**ACTIVITY:** Write out exactly the line containing "Record the location of each instance of the solid" along with each line that follows it in the records below, and no others.
(RAW DATA Opens)
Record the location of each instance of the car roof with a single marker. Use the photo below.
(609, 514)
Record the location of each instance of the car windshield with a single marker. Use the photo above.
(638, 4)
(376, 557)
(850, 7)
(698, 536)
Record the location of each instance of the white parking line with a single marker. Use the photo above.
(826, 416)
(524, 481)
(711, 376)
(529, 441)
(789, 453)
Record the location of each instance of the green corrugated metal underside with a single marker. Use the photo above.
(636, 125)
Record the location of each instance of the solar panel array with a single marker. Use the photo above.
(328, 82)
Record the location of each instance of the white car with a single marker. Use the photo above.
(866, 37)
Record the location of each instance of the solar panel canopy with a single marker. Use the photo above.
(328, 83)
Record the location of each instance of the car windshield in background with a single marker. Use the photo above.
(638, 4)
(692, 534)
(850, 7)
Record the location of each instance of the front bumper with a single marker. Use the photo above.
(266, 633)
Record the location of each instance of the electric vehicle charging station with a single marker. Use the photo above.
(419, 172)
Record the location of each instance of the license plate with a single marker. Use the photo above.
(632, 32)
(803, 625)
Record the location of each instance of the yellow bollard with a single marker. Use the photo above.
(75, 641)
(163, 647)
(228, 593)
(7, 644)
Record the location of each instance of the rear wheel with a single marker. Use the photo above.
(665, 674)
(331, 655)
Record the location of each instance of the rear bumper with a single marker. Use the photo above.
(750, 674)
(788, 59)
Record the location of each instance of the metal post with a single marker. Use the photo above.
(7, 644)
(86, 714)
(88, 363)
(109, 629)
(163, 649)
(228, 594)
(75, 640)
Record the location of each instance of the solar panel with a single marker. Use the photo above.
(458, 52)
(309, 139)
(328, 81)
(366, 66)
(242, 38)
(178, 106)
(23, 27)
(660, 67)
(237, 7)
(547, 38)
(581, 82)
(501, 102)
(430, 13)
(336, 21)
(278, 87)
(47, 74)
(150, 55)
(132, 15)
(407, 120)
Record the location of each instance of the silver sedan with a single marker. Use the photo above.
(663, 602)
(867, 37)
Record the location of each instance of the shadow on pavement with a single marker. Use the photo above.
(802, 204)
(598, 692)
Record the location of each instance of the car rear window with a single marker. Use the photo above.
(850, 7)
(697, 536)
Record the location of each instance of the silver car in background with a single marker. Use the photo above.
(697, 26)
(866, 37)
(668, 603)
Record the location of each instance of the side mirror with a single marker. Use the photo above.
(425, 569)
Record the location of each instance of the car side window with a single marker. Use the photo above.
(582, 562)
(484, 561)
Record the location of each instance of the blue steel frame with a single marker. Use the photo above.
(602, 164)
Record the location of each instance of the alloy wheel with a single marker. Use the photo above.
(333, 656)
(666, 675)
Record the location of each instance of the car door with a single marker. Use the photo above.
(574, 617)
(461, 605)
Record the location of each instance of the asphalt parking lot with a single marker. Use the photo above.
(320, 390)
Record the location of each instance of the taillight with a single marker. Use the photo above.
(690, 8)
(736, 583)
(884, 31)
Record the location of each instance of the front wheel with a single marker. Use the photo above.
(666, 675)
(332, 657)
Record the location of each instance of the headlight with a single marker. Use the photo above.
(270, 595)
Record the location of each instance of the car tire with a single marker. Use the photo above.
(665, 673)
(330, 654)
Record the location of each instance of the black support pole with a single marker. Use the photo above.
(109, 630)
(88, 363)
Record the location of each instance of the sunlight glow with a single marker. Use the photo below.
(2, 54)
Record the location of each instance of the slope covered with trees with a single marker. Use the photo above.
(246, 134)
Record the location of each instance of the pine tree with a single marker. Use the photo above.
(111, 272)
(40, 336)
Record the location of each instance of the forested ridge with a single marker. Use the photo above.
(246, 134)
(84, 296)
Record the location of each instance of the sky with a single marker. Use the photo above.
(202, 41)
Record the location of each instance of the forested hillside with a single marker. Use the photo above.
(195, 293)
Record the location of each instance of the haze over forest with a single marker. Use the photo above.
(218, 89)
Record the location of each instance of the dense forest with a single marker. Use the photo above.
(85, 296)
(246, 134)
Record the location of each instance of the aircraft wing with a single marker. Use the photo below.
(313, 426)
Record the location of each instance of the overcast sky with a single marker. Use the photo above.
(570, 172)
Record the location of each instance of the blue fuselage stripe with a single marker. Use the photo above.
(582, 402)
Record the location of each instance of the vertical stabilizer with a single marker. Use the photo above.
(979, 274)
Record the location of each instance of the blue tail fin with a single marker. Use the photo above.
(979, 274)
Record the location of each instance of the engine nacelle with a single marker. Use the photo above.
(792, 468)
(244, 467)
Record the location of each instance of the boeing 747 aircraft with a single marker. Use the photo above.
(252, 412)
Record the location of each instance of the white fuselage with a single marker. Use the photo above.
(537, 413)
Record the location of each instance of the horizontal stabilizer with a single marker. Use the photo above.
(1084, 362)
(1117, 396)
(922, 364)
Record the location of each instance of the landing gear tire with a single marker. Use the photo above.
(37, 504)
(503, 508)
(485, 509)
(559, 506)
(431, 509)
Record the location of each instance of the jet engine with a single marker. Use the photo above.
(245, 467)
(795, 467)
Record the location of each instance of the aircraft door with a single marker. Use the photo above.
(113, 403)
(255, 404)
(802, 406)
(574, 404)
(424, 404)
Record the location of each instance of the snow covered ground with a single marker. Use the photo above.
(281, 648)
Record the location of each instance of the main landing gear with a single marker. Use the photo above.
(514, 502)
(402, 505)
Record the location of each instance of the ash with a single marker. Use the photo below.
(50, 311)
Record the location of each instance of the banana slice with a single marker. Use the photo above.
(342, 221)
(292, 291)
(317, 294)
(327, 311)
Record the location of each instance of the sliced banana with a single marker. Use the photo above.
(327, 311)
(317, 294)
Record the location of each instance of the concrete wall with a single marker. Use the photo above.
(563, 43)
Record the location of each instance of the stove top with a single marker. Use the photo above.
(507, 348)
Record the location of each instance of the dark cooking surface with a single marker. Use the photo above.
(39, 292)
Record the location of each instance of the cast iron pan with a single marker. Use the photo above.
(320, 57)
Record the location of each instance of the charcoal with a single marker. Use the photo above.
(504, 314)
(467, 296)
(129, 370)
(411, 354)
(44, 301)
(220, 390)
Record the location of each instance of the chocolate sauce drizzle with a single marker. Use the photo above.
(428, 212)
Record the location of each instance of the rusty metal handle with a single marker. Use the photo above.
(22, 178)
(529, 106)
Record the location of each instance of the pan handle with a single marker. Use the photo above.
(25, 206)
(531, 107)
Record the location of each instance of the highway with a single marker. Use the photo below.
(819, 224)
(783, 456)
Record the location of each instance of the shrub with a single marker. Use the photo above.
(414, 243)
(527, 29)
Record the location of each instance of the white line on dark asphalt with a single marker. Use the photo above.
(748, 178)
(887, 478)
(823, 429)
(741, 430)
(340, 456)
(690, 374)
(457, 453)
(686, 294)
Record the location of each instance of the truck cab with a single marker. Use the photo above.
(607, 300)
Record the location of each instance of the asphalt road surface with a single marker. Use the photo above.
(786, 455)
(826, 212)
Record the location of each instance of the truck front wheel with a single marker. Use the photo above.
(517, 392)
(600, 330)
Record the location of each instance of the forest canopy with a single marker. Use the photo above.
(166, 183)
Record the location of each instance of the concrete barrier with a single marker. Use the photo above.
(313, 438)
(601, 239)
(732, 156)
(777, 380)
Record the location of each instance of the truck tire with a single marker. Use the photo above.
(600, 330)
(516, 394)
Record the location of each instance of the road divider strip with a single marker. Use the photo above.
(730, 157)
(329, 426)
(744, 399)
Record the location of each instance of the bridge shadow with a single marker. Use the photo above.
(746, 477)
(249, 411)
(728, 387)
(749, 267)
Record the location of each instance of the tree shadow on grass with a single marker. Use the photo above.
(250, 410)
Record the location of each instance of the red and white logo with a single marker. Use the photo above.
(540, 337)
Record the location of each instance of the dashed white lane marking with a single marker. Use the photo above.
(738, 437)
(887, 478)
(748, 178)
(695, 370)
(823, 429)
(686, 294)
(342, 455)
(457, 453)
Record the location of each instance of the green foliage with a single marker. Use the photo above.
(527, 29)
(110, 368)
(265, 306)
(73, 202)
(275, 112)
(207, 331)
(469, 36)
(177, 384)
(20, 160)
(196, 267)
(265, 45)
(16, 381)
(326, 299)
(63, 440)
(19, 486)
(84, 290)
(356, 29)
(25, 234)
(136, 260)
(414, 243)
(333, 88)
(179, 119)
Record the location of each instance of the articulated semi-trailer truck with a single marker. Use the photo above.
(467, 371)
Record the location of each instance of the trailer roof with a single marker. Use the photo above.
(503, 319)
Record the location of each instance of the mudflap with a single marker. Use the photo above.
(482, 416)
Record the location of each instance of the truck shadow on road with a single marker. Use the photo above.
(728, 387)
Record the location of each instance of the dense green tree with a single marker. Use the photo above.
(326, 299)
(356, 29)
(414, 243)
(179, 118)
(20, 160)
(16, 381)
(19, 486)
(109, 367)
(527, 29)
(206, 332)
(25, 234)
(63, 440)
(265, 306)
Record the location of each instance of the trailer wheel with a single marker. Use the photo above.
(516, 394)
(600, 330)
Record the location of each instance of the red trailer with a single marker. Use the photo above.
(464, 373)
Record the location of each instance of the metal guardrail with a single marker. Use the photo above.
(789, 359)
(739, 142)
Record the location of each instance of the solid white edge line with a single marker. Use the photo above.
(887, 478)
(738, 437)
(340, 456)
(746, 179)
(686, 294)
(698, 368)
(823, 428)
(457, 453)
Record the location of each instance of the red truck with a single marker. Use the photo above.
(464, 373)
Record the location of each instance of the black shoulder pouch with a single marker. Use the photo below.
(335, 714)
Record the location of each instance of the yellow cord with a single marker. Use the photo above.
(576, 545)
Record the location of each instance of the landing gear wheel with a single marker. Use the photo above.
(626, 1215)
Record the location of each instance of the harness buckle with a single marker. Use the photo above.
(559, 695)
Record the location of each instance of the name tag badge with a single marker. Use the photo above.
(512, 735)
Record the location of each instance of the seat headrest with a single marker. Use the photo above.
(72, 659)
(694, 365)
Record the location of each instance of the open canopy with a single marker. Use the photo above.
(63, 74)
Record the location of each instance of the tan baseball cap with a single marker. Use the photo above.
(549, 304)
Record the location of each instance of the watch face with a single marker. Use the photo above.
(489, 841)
(RAW DATA Closes)
**TASK RESULT:**
Record the location of each instance of the solid white edge line with a single marker. Use the photo above.
(887, 478)
(738, 437)
(340, 456)
(746, 179)
(686, 294)
(698, 368)
(823, 428)
(457, 453)
Record the location of each instance of the red truck with a single marker. Use the photo above.
(464, 373)
Record the location of each instance of the black shoulder pouch with a single marker. Use the photo below.
(335, 714)
Record the location of each instance of the yellow cord with a single marker. Use the photo above.
(576, 545)
Record the location of each instance of the landing gear wheel with a single marker. Use the photo above.
(626, 1215)
Record the location of each instance of the harness buckle with a single marker. Use the photo above.
(559, 695)
Record the location of each instance of the name tag badge with a single marker. Use the photo above.
(512, 735)
Record the location of each instance of the seat headrest with a single marker. Use the photo above.
(72, 659)
(694, 365)
Record the location of each instance of the open canopy with a single marker. Use the photo above.
(63, 74)
Record the location of each instance of the tan baseball cap with a single marker. Use the photo above.
(549, 304)
Record the location of each instance of the watch face with a single marker. Use the photo above.
(489, 841)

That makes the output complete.